### Point localization data

========

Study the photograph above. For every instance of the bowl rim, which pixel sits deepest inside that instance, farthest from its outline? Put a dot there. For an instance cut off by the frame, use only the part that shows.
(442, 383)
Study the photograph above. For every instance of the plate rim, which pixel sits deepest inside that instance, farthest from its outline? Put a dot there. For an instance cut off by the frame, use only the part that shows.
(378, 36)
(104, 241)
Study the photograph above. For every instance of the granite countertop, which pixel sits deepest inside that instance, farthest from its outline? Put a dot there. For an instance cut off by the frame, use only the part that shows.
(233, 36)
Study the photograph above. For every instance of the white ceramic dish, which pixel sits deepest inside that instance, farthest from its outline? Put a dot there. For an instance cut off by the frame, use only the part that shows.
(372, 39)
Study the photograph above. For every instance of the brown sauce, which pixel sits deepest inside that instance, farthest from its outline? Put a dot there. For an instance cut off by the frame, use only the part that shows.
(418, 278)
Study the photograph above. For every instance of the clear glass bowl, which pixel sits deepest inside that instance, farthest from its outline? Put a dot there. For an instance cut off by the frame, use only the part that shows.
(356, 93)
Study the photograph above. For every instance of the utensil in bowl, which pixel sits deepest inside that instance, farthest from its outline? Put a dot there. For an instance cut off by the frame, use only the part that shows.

========

### WHAT YOU ARE ASKED TO DO
With no additions or omissions, transcribe every record.

### YOUR SOLUTION
Study the photograph above. For every instance of the bowl rim, which pixel sits deepest inside that instance, farthest from its outline? Put a dot there. For an instance cut off by the frame, use only the part that shows.
(442, 383)
Study the photograph above. For every instance of the plate rim, which pixel sits deepest inside that instance, farthest from its outline? Put a dot there. For an instance cut off by the frame, use only the part that shows.
(378, 36)
(104, 241)
Study the photograph above. For every instance of the granite countertop, which pixel sits deepest inside that instance, farthest from its outline? Put a dot there. For an instance cut off by the frame, use only the part that shows.
(233, 36)
Study the photograph above. For every instance of the white ceramic dish, which pixel sits deepest inside that instance, farthest from its outline? Put a dot there. For an instance cut off by the frame, use only the part that shows.
(372, 39)
Study the photograph above. For every instance of the brown sauce, which pixel sits deepest inside that instance, farthest from its outline? Put a dot there. For an instance cut off by the frame, use only the part that shows.
(418, 278)
Study the photograph above. For every instance of the clear glass bowl, which pixel sits deepest inside that instance, farthest from its outline? Put a dot there. For an instance cut off by the frame, use only the part that shows.
(356, 93)
Study the photograph above. For every instance of the utensil in bowl, which pixel sits deepest inside that instance, farthest from its outline? Put a dot there. For an instance cut off by the frame, use only the part that shows.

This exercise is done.